_OBJECTIVE_
Revise the rows below so that every occurrence of "grape hyacinth flower" becomes "muscari bloom", keeping everything else unchanged.

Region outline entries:
━━━━━━

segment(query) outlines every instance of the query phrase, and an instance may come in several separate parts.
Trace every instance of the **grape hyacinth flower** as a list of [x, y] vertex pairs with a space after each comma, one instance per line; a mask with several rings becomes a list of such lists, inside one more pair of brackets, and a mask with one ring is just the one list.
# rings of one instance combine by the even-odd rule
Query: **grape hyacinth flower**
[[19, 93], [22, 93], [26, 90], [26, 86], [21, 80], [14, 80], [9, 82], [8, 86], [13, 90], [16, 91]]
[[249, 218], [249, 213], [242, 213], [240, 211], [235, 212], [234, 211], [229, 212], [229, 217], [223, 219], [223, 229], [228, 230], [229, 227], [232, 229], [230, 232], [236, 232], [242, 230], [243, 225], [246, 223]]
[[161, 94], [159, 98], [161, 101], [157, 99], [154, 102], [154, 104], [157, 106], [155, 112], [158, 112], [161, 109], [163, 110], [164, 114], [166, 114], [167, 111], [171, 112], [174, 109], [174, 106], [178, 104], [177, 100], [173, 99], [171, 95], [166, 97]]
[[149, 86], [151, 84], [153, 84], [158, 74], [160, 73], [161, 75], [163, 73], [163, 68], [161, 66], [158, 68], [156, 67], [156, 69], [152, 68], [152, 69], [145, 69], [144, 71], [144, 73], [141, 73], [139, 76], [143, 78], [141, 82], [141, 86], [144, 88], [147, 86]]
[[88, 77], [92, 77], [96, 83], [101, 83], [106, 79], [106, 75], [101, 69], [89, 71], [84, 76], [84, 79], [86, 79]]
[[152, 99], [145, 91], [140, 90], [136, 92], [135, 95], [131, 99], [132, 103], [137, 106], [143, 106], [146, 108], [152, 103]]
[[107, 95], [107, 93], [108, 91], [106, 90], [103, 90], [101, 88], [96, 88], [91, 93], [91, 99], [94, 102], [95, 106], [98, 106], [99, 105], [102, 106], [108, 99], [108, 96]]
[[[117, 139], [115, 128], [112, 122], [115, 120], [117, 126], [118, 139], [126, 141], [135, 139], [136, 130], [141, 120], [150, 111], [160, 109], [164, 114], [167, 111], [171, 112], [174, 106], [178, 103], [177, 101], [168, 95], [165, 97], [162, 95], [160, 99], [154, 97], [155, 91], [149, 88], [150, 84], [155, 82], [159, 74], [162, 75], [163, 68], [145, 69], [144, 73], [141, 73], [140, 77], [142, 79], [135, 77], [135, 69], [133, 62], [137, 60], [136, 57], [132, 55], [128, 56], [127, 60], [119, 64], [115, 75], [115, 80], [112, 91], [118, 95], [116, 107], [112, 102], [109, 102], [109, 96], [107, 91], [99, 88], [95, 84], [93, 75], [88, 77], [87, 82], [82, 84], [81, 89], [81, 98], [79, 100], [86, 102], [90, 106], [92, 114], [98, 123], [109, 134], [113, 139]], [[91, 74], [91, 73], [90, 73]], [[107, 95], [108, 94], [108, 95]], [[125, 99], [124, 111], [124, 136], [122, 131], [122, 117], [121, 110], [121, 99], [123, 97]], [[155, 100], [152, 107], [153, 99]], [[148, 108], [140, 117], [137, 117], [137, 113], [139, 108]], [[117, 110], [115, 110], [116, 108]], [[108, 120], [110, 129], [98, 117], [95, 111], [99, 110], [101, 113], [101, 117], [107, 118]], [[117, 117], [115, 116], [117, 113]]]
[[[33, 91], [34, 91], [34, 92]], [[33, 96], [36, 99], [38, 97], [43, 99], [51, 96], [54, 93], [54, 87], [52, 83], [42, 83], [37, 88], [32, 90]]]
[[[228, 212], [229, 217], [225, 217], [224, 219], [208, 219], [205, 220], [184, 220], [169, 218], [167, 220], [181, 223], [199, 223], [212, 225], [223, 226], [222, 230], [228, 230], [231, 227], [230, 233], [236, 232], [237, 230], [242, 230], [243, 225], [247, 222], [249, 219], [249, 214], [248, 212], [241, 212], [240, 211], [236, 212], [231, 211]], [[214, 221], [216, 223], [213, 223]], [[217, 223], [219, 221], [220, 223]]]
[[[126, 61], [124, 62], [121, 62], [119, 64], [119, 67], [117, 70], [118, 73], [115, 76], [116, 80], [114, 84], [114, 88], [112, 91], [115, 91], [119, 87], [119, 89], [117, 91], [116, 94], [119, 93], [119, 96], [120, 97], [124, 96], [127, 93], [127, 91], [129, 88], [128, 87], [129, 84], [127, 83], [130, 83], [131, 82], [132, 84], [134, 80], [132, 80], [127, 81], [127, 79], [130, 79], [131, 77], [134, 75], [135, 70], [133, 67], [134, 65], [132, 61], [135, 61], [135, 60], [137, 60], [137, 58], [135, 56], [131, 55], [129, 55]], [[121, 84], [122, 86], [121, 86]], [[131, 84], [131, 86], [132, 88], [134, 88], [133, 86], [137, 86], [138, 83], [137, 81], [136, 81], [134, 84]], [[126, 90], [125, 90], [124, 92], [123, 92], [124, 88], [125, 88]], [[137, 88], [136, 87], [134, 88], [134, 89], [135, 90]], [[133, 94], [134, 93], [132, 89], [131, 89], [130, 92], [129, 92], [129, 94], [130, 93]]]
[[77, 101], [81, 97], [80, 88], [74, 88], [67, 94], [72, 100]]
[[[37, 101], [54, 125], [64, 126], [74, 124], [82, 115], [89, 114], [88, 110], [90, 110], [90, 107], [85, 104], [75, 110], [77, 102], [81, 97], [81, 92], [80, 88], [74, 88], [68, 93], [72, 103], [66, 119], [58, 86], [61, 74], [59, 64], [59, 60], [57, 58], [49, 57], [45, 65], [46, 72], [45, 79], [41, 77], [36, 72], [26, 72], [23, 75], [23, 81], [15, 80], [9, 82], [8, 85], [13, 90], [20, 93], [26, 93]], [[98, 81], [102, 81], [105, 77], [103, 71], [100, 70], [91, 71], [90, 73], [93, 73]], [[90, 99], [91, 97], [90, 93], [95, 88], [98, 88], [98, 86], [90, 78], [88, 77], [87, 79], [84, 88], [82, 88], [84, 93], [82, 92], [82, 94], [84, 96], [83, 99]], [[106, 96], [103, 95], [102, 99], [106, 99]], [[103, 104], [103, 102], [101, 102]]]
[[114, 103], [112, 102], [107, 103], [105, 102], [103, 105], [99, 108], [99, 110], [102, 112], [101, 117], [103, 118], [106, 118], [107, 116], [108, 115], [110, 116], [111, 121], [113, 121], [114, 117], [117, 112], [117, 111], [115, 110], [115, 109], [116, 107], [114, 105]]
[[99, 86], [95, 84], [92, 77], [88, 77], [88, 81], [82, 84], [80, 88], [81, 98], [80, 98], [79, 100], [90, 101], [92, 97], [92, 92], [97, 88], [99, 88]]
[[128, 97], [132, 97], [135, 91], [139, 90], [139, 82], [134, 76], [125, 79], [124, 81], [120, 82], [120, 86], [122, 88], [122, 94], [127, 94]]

━━━━━━

_RESULT_
segment(query) outlines every instance of the query phrase, and an instance may come in several separate parts.
Trace every instance of the **muscari bloom** as a list of [x, y] vertex pairs with a space after each comma, one instance per line; a mask with several rings becomes a list of such lists, inside one more pair of brackets, and a mask with one ring is just the one list.
# rings of one instance combine by the even-odd rule
Query: **muscari bloom**
[[19, 93], [22, 93], [26, 90], [26, 86], [21, 80], [14, 80], [9, 82], [8, 86], [13, 90], [16, 91]]
[[249, 218], [249, 213], [242, 213], [240, 211], [235, 212], [234, 211], [229, 212], [229, 217], [223, 219], [223, 229], [228, 230], [229, 227], [232, 229], [230, 232], [236, 232], [242, 230], [243, 225], [246, 223]]
[[161, 94], [159, 98], [161, 101], [157, 99], [154, 102], [154, 104], [157, 106], [155, 112], [158, 112], [161, 109], [163, 110], [164, 114], [166, 114], [167, 111], [171, 112], [174, 109], [174, 106], [178, 104], [177, 100], [173, 99], [171, 95], [166, 97]]
[[149, 86], [151, 84], [153, 84], [158, 74], [160, 73], [161, 75], [163, 73], [163, 68], [161, 66], [158, 68], [156, 67], [156, 69], [152, 68], [152, 69], [145, 69], [144, 71], [144, 73], [141, 73], [139, 76], [143, 78], [141, 82], [141, 86], [144, 88], [147, 86]]
[[88, 77], [92, 77], [96, 83], [101, 83], [106, 79], [106, 75], [101, 69], [89, 71], [84, 76], [84, 79], [86, 79]]
[[152, 99], [145, 91], [140, 90], [136, 92], [135, 95], [131, 99], [132, 103], [137, 106], [143, 106], [146, 108], [152, 103]]
[[107, 95], [107, 93], [108, 91], [106, 90], [103, 90], [101, 88], [96, 88], [91, 93], [91, 99], [94, 102], [95, 106], [98, 106], [99, 105], [102, 106], [108, 99], [108, 96]]
[[[117, 139], [115, 128], [112, 122], [115, 120], [117, 126], [118, 139], [126, 141], [135, 139], [136, 130], [141, 120], [150, 111], [160, 109], [164, 114], [167, 111], [171, 112], [174, 106], [178, 103], [177, 101], [168, 95], [165, 97], [162, 95], [160, 99], [154, 97], [155, 91], [149, 88], [150, 84], [155, 82], [159, 74], [162, 75], [163, 68], [145, 69], [144, 73], [141, 73], [140, 77], [142, 79], [135, 77], [135, 69], [133, 62], [137, 60], [136, 57], [132, 55], [128, 56], [127, 60], [119, 64], [115, 75], [115, 80], [112, 91], [118, 95], [116, 107], [112, 102], [109, 102], [109, 96], [107, 91], [99, 88], [95, 84], [93, 75], [88, 77], [87, 82], [82, 84], [81, 89], [81, 98], [79, 100], [86, 102], [90, 106], [92, 114], [98, 123], [109, 134], [113, 139]], [[91, 74], [91, 73], [90, 73]], [[107, 95], [108, 94], [108, 95]], [[125, 99], [124, 111], [124, 136], [122, 131], [122, 117], [121, 110], [121, 99], [123, 97]], [[155, 100], [152, 107], [153, 99]], [[148, 108], [140, 117], [137, 117], [137, 113], [139, 108]], [[117, 110], [115, 110], [116, 108]], [[108, 120], [110, 129], [98, 117], [95, 111], [99, 110], [101, 113], [101, 117], [107, 118]], [[117, 117], [115, 116], [117, 113]]]
[[[33, 91], [34, 91], [34, 92]], [[33, 96], [36, 99], [38, 97], [43, 99], [51, 96], [54, 93], [54, 87], [52, 83], [42, 83], [37, 88], [32, 90]]]
[[[228, 212], [229, 217], [225, 217], [224, 219], [208, 219], [205, 220], [184, 220], [169, 218], [167, 220], [181, 223], [199, 223], [212, 225], [223, 226], [222, 230], [228, 230], [231, 227], [230, 233], [236, 232], [237, 230], [242, 230], [243, 225], [247, 222], [249, 219], [249, 214], [248, 212], [241, 212], [240, 211], [236, 212], [231, 211]], [[214, 221], [216, 223], [213, 223]], [[217, 223], [219, 221], [220, 223]]]
[[[126, 61], [124, 62], [121, 62], [119, 64], [119, 67], [117, 70], [118, 73], [115, 76], [116, 80], [114, 84], [114, 88], [112, 91], [115, 91], [119, 87], [119, 89], [117, 91], [116, 94], [119, 93], [119, 96], [120, 97], [124, 96], [127, 93], [127, 91], [129, 88], [128, 87], [129, 84], [127, 83], [130, 83], [131, 82], [132, 84], [134, 80], [132, 80], [127, 81], [127, 79], [130, 79], [131, 77], [134, 75], [135, 70], [133, 67], [134, 65], [132, 61], [135, 61], [135, 60], [137, 60], [137, 58], [135, 56], [131, 55], [129, 55]], [[121, 84], [122, 86], [121, 86]], [[131, 84], [131, 86], [132, 88], [134, 88], [133, 86], [137, 86], [138, 83], [137, 81], [136, 81], [134, 84]], [[126, 90], [125, 90], [124, 92], [123, 92], [124, 88], [125, 88]], [[137, 88], [136, 87], [134, 88], [134, 89], [135, 90]], [[133, 94], [134, 93], [132, 89], [131, 89], [130, 92], [129, 92], [129, 94], [130, 93]]]
[[77, 101], [81, 97], [80, 88], [74, 88], [67, 94], [72, 100]]
[[[37, 101], [54, 125], [64, 126], [74, 124], [82, 115], [89, 114], [88, 110], [90, 110], [90, 107], [85, 104], [75, 110], [77, 102], [81, 97], [81, 92], [80, 88], [74, 88], [68, 93], [72, 103], [66, 119], [58, 86], [61, 74], [59, 64], [59, 60], [57, 58], [49, 57], [45, 65], [46, 72], [45, 79], [41, 77], [36, 72], [26, 72], [23, 75], [23, 81], [15, 80], [9, 82], [8, 85], [13, 90], [20, 93], [26, 93]], [[98, 81], [102, 81], [105, 77], [103, 71], [100, 70], [91, 71], [90, 73], [93, 73]], [[90, 99], [91, 97], [90, 93], [95, 88], [98, 88], [98, 86], [90, 78], [88, 77], [87, 79], [84, 88], [82, 88], [84, 93], [82, 92], [82, 94], [84, 96], [83, 99]], [[106, 96], [103, 95], [102, 99], [106, 99]], [[103, 104], [103, 102], [101, 102]]]
[[114, 103], [112, 102], [107, 103], [105, 102], [103, 105], [99, 108], [99, 110], [102, 112], [101, 117], [103, 118], [106, 118], [107, 116], [108, 115], [110, 116], [111, 121], [113, 121], [114, 117], [117, 112], [117, 111], [115, 110], [115, 109], [116, 107], [114, 105]]
[[99, 86], [95, 84], [92, 77], [88, 77], [88, 81], [82, 84], [80, 88], [81, 98], [80, 98], [79, 100], [90, 101], [92, 97], [92, 92], [97, 88], [99, 88]]
[[128, 97], [132, 97], [135, 91], [139, 90], [139, 82], [134, 76], [125, 79], [124, 81], [120, 82], [120, 86], [122, 88], [122, 94], [127, 94]]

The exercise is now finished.